EXERCISE DESCRIPTION – In the records below, replace "combat helmet" with "steel helmet" and write out again everything from the line containing "Report the position of every instance of the shoulder" down to the line containing "pixel 326 366", changing nothing else. Give only those lines.

Collected data –

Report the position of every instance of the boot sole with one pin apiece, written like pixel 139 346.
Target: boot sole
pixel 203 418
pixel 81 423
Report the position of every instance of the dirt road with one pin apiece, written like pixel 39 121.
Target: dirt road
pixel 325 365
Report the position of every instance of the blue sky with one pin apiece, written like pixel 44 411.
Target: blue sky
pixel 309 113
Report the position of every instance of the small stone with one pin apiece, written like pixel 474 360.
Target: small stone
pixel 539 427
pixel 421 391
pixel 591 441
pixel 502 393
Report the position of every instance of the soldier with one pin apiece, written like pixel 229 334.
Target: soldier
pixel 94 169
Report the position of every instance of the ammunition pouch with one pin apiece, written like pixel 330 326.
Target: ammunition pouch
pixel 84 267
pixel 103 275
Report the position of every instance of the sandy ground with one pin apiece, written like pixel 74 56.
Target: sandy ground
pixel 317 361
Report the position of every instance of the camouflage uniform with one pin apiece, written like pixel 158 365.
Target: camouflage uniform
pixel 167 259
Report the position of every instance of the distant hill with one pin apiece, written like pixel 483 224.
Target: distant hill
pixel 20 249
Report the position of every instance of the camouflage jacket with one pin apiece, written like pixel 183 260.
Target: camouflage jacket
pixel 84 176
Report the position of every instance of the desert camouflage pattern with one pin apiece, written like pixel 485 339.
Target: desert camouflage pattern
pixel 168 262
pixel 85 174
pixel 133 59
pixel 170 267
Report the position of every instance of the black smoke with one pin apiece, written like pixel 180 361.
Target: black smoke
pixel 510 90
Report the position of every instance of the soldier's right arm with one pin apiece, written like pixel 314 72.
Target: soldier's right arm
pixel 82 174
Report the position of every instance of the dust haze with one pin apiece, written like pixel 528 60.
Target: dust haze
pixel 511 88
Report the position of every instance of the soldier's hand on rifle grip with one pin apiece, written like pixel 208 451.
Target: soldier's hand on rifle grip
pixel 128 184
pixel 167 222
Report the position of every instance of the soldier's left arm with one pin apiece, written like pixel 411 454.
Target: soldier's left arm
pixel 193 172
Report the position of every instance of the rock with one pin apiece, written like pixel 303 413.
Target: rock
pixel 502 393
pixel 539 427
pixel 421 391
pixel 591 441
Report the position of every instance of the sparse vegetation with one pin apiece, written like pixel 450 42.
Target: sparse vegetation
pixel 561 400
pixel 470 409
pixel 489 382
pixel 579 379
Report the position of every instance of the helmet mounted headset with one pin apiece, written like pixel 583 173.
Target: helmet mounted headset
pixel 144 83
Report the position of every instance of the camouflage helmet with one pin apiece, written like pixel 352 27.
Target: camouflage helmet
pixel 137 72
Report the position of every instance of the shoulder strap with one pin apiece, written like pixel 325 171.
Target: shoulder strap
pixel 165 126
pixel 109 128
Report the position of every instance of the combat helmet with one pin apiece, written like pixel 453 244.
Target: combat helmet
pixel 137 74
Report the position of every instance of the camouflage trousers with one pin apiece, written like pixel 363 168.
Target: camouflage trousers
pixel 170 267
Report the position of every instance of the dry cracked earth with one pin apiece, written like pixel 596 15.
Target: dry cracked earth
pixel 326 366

--

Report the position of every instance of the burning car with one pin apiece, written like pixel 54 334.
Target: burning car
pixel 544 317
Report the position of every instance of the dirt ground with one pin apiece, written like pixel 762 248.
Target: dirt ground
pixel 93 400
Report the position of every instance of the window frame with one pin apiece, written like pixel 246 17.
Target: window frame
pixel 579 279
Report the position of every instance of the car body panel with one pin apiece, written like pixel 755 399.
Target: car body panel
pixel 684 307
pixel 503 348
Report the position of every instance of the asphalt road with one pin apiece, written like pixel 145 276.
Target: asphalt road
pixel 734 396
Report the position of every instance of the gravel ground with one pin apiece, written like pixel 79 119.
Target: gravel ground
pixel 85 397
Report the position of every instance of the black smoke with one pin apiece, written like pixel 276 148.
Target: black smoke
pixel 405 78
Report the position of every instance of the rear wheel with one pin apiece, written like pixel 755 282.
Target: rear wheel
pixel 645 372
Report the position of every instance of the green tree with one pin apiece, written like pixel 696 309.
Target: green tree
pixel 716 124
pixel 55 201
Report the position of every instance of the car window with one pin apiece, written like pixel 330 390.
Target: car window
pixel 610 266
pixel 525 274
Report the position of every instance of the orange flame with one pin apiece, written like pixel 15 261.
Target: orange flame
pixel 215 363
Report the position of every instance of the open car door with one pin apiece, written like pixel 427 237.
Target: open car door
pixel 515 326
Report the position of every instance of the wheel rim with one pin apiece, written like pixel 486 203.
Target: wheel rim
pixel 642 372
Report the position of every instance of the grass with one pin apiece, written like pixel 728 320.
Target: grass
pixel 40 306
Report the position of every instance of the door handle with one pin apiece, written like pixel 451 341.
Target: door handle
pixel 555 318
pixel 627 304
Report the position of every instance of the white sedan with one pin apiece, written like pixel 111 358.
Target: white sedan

RESULT OF THIS TASK –
Report the position of every instance of the shoulder strap with one pin apiece, written like pixel 325 171.
Target: shoulder strap
pixel 165 126
pixel 109 128
Report the position of every instance of the steel helmet with one pin apiece, written like pixel 453 244.
Target: steel helmet
pixel 137 74
Report the position of every instance of the camouflage trousers with one pin apiece, written like pixel 363 168.
Target: camouflage trousers
pixel 170 267
Report the position of every instance of the dry cracked earth with one pin apiece, written like pixel 596 15.
Target: dry cracked earth
pixel 326 366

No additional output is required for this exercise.